-- Source --
/---

I await with eager anticipation the Health Committee’s forthcoming report on ‘Cliché Abuse: The Silent Epidemic’. In the meantime, it’s worth asking some very basic questions about its findings on ‘elder abuse’. To start with: what is it?

It might be easier to rule out what isn’t defined as elder abuse by the Commons Health Committee. The report uses a definition employed by Department of Health guidance in 2000, which states: ‘Abuse may consist of a single or repeated acts. It may be physical, verbal or psychological, it may be an act of neglect or an omission to act, or it may occur when a vulnerable person is persuaded to enter into a financial or sexual transaction to which he or she has not consented, or cannot consent. Abuse can occur in any relationship and may result in significant harm to, or exploitation of, the person subjected to it.’ (3)

The guidance lists six main forms of abuse: physical abuse, sexual abuse, psychological abuse, financial or material abuse, discriminatory abuse, and ‘neglect and acts of omission’. Physical abuse includes hitting, slapping, and ‘inappropriate sanctions’; psychological abuse includes a whole range of behaviour from emotional abuse and threats of harm or abandonment to deprivation of contact and withdrawal from services or supportive networks. ‘Financial or material abuse’ ranges from theft and fraud to ‘pressure in connection with wills, property or inheritance or financial transactions’. ‘Neglect and acts of omission’ is the ultimate catch-all: abuse is not just doing bad things, but failure to do good things. The report points out that ‘any or all of these types of abuse may be perpetrated as the result of deliberate intent, negligence or ignorance’.

So, what is it? According to this definition, elder abuse is just like child abuse – with some mercenary concerns tagged on. Like child abuse, the definition is promiscuous and expanding, ranging from criminal assault (against which there are already many laws) to any experience that older people find unpleasant. Is it any wonder, as the report admits, the term elder abuse ‘would not be recognised by many older people’? If the ‘hidden problem’ of elder abuse effectively amounts to every interpersonal tension that arises with old age, the term becomes meaningless.

\---

-- Provided information --

/---

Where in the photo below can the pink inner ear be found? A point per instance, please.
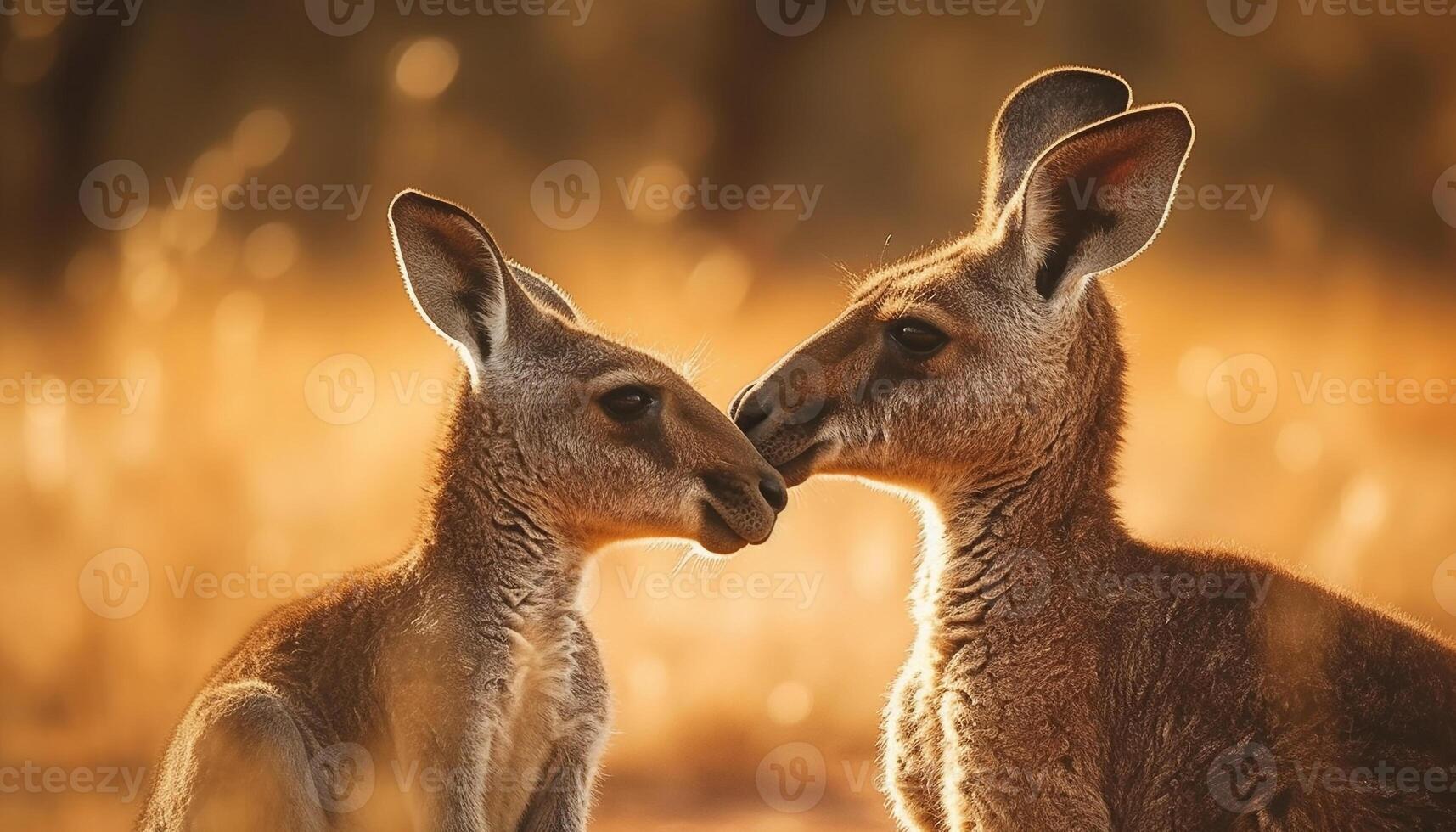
(1122, 169)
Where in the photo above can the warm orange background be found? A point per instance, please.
(224, 315)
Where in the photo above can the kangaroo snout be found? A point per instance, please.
(740, 510)
(784, 421)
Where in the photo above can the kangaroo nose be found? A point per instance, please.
(773, 492)
(747, 411)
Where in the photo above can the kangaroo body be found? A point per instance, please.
(1066, 675)
(1069, 677)
(462, 677)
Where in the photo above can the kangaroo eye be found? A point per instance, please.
(627, 402)
(918, 337)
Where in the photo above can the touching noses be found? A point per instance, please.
(773, 492)
(747, 411)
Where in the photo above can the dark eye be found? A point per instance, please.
(627, 402)
(918, 337)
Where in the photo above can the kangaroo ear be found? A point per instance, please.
(1099, 195)
(1036, 115)
(458, 277)
(546, 293)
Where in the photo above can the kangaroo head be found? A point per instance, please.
(602, 439)
(961, 364)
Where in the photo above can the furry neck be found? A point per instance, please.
(491, 519)
(996, 544)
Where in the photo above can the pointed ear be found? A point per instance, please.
(1099, 195)
(1036, 115)
(546, 293)
(454, 273)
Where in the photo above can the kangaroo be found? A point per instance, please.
(468, 659)
(1066, 675)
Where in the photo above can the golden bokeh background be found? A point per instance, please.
(229, 323)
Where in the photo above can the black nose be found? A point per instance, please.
(747, 410)
(773, 492)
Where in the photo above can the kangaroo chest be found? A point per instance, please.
(536, 713)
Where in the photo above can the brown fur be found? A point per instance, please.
(466, 663)
(1053, 683)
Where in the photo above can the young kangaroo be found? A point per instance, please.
(466, 662)
(1066, 675)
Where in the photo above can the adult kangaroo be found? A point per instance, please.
(1066, 675)
(466, 665)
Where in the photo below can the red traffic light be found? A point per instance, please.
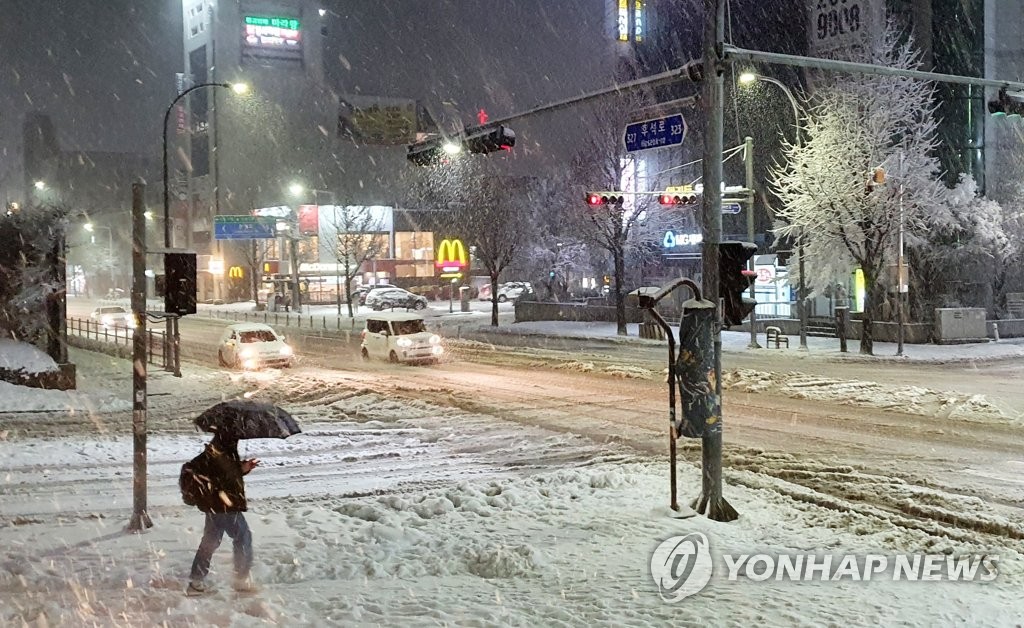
(677, 199)
(604, 198)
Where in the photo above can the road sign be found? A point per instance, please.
(667, 131)
(245, 227)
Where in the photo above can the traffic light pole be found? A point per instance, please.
(140, 517)
(711, 501)
(749, 163)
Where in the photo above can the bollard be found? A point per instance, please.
(695, 370)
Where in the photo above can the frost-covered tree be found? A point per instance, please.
(32, 275)
(355, 234)
(971, 242)
(493, 213)
(857, 123)
(602, 164)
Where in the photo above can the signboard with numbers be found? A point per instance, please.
(244, 227)
(841, 25)
(656, 133)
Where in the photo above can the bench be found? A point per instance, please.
(774, 334)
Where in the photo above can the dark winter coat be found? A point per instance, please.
(219, 472)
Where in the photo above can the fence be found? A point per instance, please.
(119, 339)
(293, 320)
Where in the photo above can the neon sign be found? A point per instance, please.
(673, 240)
(271, 37)
(452, 259)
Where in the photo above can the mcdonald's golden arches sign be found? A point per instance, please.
(452, 261)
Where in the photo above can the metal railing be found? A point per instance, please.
(158, 350)
(293, 320)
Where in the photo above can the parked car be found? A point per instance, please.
(399, 337)
(365, 290)
(253, 345)
(513, 290)
(386, 298)
(113, 316)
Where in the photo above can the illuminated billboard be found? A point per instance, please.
(269, 37)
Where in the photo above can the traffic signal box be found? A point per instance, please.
(734, 280)
(180, 286)
(679, 195)
(605, 198)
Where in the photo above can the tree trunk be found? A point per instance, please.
(494, 300)
(348, 294)
(872, 303)
(620, 297)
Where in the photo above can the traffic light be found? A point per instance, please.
(425, 153)
(179, 295)
(1005, 106)
(481, 140)
(734, 280)
(605, 198)
(680, 195)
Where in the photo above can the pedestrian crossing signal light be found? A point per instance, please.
(1005, 106)
(605, 198)
(734, 280)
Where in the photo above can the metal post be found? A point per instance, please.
(749, 163)
(711, 500)
(901, 287)
(140, 518)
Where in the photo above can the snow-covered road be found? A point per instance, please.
(497, 495)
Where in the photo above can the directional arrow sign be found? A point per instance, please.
(244, 227)
(667, 131)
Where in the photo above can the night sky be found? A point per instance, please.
(104, 69)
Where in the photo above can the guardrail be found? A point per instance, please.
(294, 320)
(119, 339)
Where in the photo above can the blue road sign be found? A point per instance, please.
(668, 131)
(245, 227)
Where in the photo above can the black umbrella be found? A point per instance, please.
(246, 419)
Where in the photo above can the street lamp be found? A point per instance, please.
(89, 226)
(239, 88)
(745, 79)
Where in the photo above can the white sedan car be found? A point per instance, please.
(253, 345)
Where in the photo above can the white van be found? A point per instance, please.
(399, 337)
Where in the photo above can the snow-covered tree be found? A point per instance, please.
(355, 234)
(857, 123)
(253, 254)
(972, 242)
(31, 270)
(602, 164)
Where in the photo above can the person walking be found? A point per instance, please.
(218, 473)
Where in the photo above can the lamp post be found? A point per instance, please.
(239, 88)
(89, 226)
(750, 77)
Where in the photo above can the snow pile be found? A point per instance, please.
(911, 400)
(25, 399)
(19, 357)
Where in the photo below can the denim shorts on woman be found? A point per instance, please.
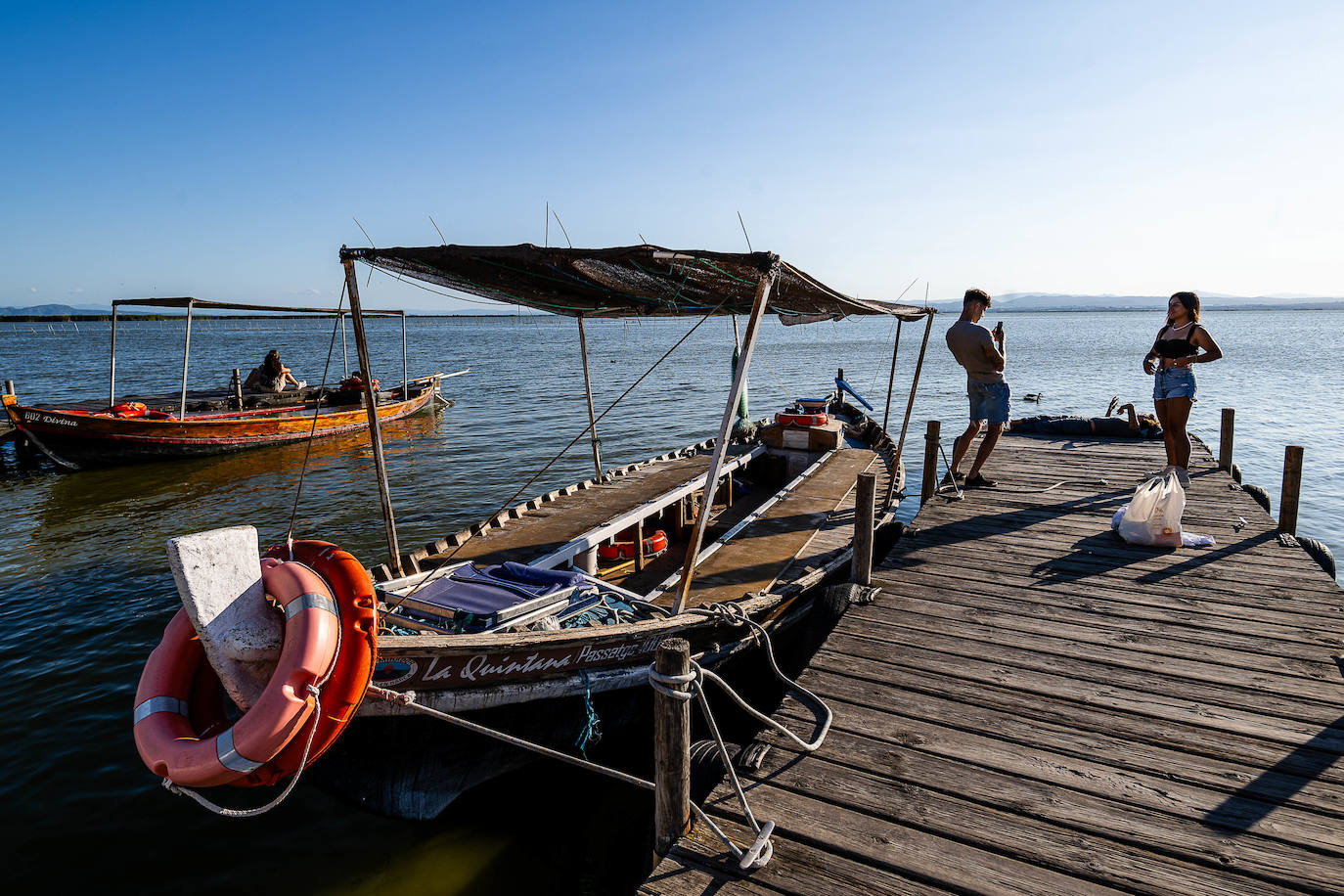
(988, 402)
(1175, 381)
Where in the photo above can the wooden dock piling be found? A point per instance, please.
(1225, 441)
(1292, 489)
(671, 751)
(930, 473)
(861, 567)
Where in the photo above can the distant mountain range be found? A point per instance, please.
(1208, 301)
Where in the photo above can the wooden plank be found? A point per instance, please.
(1103, 715)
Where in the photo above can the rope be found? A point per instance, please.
(593, 726)
(316, 691)
(261, 810)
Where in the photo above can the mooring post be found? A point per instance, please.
(861, 567)
(930, 477)
(1225, 441)
(671, 751)
(1292, 489)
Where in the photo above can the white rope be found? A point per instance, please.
(251, 813)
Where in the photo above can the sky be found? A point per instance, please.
(227, 151)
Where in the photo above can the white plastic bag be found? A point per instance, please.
(1153, 515)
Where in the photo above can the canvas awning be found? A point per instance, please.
(628, 281)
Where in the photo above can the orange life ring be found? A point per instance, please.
(653, 546)
(129, 409)
(789, 418)
(348, 681)
(165, 735)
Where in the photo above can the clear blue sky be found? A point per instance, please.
(221, 151)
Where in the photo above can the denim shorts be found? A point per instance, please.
(988, 402)
(1175, 381)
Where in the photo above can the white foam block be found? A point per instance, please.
(218, 575)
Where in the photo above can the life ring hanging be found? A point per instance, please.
(653, 546)
(172, 733)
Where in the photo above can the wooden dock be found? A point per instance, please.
(1032, 705)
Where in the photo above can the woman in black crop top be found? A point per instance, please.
(1178, 345)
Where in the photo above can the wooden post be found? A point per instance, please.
(862, 564)
(930, 477)
(1225, 441)
(639, 546)
(671, 751)
(1292, 489)
(376, 432)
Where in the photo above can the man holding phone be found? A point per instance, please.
(984, 356)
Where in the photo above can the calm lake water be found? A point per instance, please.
(85, 590)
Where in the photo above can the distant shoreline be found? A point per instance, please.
(940, 306)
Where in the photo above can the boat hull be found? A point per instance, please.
(75, 438)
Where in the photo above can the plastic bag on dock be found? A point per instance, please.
(1153, 515)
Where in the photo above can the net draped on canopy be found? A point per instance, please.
(629, 281)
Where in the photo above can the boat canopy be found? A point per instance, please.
(626, 281)
(187, 301)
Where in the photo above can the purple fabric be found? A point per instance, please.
(532, 575)
(495, 587)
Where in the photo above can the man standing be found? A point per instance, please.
(974, 348)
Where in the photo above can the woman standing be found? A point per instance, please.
(1178, 345)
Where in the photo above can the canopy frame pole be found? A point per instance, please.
(588, 391)
(891, 381)
(112, 374)
(910, 405)
(376, 434)
(186, 356)
(721, 446)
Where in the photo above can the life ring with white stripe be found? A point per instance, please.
(787, 418)
(165, 737)
(653, 546)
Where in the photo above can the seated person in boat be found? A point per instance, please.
(272, 377)
(1139, 426)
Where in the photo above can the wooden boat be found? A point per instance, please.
(202, 422)
(517, 622)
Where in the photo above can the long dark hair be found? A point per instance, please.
(1189, 301)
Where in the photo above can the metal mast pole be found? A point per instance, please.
(112, 374)
(891, 381)
(721, 446)
(376, 434)
(588, 389)
(186, 356)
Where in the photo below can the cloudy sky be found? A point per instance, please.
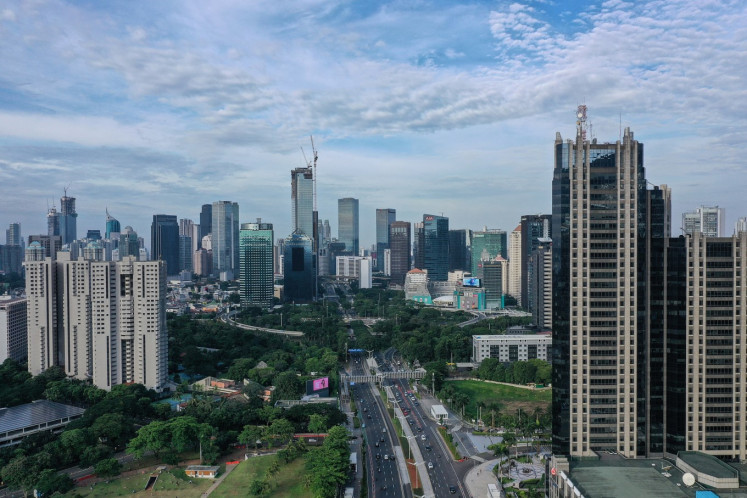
(422, 106)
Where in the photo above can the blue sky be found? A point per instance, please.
(422, 106)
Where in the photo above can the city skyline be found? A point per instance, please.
(211, 102)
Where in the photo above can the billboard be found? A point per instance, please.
(318, 386)
(471, 282)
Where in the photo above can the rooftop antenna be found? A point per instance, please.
(581, 121)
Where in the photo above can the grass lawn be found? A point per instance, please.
(289, 481)
(510, 398)
(166, 485)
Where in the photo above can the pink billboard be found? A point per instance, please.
(320, 384)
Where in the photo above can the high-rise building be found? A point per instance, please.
(534, 227)
(112, 226)
(13, 341)
(298, 269)
(225, 230)
(302, 201)
(514, 265)
(206, 220)
(68, 219)
(459, 250)
(436, 246)
(13, 235)
(256, 274)
(539, 280)
(399, 245)
(104, 321)
(164, 241)
(486, 245)
(347, 226)
(708, 220)
(128, 243)
(384, 218)
(599, 239)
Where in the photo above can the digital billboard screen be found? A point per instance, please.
(471, 282)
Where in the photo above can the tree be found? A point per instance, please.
(317, 423)
(108, 467)
(50, 482)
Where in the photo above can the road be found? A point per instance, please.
(383, 479)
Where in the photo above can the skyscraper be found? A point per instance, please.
(598, 227)
(436, 246)
(399, 247)
(384, 218)
(347, 227)
(225, 229)
(164, 241)
(112, 225)
(71, 319)
(708, 220)
(486, 245)
(68, 219)
(256, 262)
(534, 227)
(302, 201)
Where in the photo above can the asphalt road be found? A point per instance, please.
(383, 479)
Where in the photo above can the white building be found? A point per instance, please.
(510, 348)
(356, 267)
(99, 320)
(13, 343)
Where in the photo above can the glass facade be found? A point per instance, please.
(256, 264)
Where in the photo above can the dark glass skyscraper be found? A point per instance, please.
(436, 246)
(399, 246)
(256, 274)
(164, 241)
(347, 227)
(384, 218)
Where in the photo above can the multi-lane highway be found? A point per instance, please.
(382, 449)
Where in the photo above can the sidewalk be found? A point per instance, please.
(478, 478)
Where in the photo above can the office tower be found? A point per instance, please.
(302, 201)
(164, 241)
(399, 246)
(225, 230)
(418, 246)
(708, 220)
(51, 244)
(185, 253)
(53, 222)
(13, 341)
(436, 246)
(459, 244)
(128, 243)
(486, 245)
(533, 228)
(256, 276)
(598, 237)
(514, 265)
(539, 280)
(493, 277)
(741, 225)
(68, 219)
(112, 225)
(13, 235)
(347, 226)
(384, 218)
(104, 321)
(298, 269)
(356, 267)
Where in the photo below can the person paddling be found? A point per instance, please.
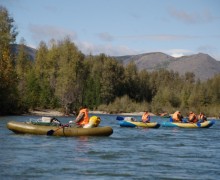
(177, 116)
(146, 117)
(83, 117)
(192, 117)
(202, 118)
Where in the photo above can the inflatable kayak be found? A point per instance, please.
(205, 124)
(61, 130)
(131, 122)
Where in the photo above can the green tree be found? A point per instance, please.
(8, 92)
(70, 80)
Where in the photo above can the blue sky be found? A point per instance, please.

\---

-- Short exercise --
Please carry the piece on the definition of elder abuse forward from its last sentence, writing in the same voice.

-- Task answer --
Who is affected by elder abuse? The existing official guidance relies on seeing elderly adults as ‘vulnerable persons’. An officially vulnerable person is one who ‘is or may be in need of community care services by reason of mental or other disability, age or illness; and who is or may be unable to take care of him or herself, or unable to protect him or herself against significant harm or exploitation’. However, the report notes that ‘this definition has been criticised by some commentators as appearing to exclude those individuals who do not require community care services and who can care for themselves’, and it recommends that the definition is expanded to include ‘those individuals who do not require community care services, for example older people living in their own homes without the support of health and social care services, and those who can take care of themselves’.

In other words, elder abuse should be a problem that is assumed to afflict all old people – including, indeed in particular, those who live with their families. ‘Abuse in domiciliary settings is the commonest type of abuse, but the most difficult to combat’, blithely states the Health Committee’s report. The definition of abuse seems to focus on all the characteristics of intergenerational conflict that have been recognised, and caricatured, for decades. From emotionally charged family arguments to an excessive focus on wills and inheritance, the shifting relationships between ageing parents and their grownup children can and do cause real tensions in life. But how does it help, to view all this through the prism of abuse?

Of course, old age brings problems. The thought of losing your mobility, even your faculties; the likelihood of more frequent illness; becoming dependent on the children you once raised yourself; residing in a care home with lots of (other) old people; thinking about death and, eventually, inevitably, dying – it’s not a life-stage guaranteed to put most people in the most positive frames of mind. Grownup children also find this process difficult to deal with, and often unpleasant, and this can unhappiness. But this is not abuse – and it is wrong to view it as such.

How prevalent is elder abuse? One of the problems flagged up by the Health Committee report is that nobody really knows. ‘The figure of at least half-a-million older people experiencing some form of abuse at any point in time appears to offer the only estimate that is currently available’, it states – and this is a figure derived from a survey conducted in 1992, of ‘approximately 2000 people living in the community’.

The survey inquired about ‘older people’s own experience of physical, verbal and financial abuse from close family members and relatives’, and found that ‘approximately five per cent of older people (aged over 60) had experienced psychological (verbal) abuse, and two per cent reported physical or financial forms of abuse’. The Health Committee’s report admits that ‘researchers who analysed the survey acknowledged that some of the behaviour reported “was probably not ‘abusive’ in terms of severity and intensity”’ – but claimed nonetheless that ‘the results provided the “first systematic British evidence of elder abuse in the domestic setting”’.

In its own terms, this survey seems a shaky basis for quantifying the problem. The fact that it took place 12 years ago makes the half-a-million figure more dubious still. Yet the lack of evidence about the prevalence of abuse only seems to provide more ammunition for those determined to give this issue more attention and more intervention, loudly proclaiming that Something Must Be Done about it.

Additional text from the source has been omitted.